#### VORLIEGENDER TEXT ####

2021, ein Jahr des Widerstands und der Solidarität. Neujahrsansprache von Peter Mertens, Vorsitzende der PTB-PVDA
Als ich hier ankam, traf ich einen Jugendfreund, den ich lange nicht gesehen hatte. Er arbeitet jetzt für einen Lieferservice. Er stieg aus seinem Wagen aus, ein Paket in der Hand, und sagte: „Ich bin erschöpft. Ich liefere für Zalando, Amazon... Ich bin den ganzen Tag unterwegs. Stunde um Stunde bis spät in die Nacht. Dazu kommen die Überstunden, die unbezahlt sind." Ich fragte ihn, wie viel Geld er mit diesem Job verdient. "Nicht einmal 1.400 Euro." Ein Hungerlohn. Wie können wir das zulassen?
Ein Klassenvirus
Die wahrscheinlich größte Lüge des Jahres 2020 ist, so zu tun, als sei das Virus demokratisch und würde alle gleichermaßen betreffen. Realität ist, dass die Reichen noch reicher und die Armen noch ärmer geworden sind. Um es klar zu sagen: Dieses Virus ist ein Klassenvirus.
Auf der einen Seite gibt es die E-Commerce-Giganten. Sie sind die großen Gewinner in dieser Krise. Ihre Gewinne explodieren.

#### BEREITGESTELLTE DATEN ####

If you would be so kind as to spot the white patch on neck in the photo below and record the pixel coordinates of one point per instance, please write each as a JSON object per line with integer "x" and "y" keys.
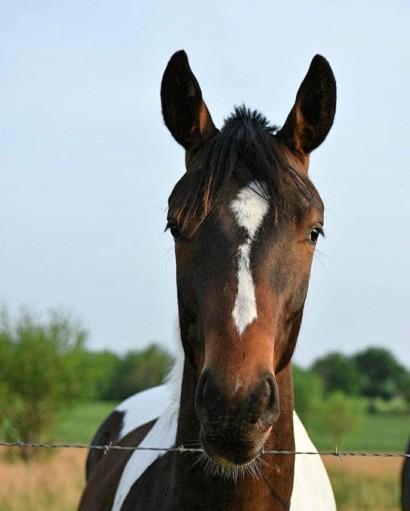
{"x": 249, "y": 208}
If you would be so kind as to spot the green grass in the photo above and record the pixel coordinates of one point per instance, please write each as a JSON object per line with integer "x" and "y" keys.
{"x": 79, "y": 424}
{"x": 376, "y": 433}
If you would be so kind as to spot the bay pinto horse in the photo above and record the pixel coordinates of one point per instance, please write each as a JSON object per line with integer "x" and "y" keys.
{"x": 245, "y": 218}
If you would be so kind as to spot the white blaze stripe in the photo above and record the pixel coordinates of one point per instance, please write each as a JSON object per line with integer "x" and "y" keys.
{"x": 249, "y": 208}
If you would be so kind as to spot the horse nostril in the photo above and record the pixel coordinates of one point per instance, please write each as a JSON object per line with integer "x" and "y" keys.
{"x": 204, "y": 385}
{"x": 272, "y": 408}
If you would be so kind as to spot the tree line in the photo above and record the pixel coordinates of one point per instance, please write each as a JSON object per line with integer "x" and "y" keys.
{"x": 46, "y": 367}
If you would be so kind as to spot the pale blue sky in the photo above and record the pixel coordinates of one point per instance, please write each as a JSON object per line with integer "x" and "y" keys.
{"x": 87, "y": 165}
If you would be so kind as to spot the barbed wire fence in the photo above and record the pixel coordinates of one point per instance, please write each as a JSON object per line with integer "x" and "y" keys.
{"x": 181, "y": 449}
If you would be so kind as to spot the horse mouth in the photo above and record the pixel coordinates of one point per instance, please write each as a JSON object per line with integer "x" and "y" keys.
{"x": 232, "y": 454}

####

* AUFGABEN
1. Drucken Sie aus der Neujahrsansprache alles ab, was von „2021, ein Jahr“ bis hinunter zu „wir das zulassen?“ reicht.
2. Fassen Sie die Neujahrsansprache in zwei Sätzen zusammen.
3. Wie viel verdient der Jugendfreund laut der Neujahrsansprache mit seinem Job?

* LÖSUNGEN
1.
2021, ein Jahr des Widerstands und der Solidarität. Neujahrsansprache von Peter Mertens, Vorsitzende der PTB-PVDA
Als ich hier ankam, traf ich einen Jugendfreund, den ich lange nicht gesehen hatte. Er arbeitet jetzt für einen Lieferservice. Er stieg aus seinem Wagen aus, ein Paket in der Hand, und sagte: „Ich bin erschöpft. Ich liefere für Zalando, Amazon... Ich bin den ganzen Tag unterwegs. Stunde um Stunde bis spät in die Nacht. Dazu kommen die Überstunden, die unbezahlt sind." Ich fragte ihn, wie viel Geld er mit diesem Job verdient. "Nicht einmal 1.400 Euro." Ein Hungerlohn. Wie können wir das zulassen?

2. Die Ansprache schildert die Begegnung mit einem erschöpften Jugendfreund, der für einen Lieferservice bis spät in die Nacht unterwegs ist, unbezahlte Überstunden leistet und nicht einmal 1.400 Euro verdient. Sie nennt die Behauptung, das Virus betreffe alle gleichermaßen, die wahrscheinlich größte Lüge des Jahres 2020, denn die Reichen seien reicher und die Armen ärmer geworden, während die E-Commerce-Giganten als große Gewinner der Krise explodierende Gewinne verzeichneten.

3. Nicht einmal 1.400 Euro.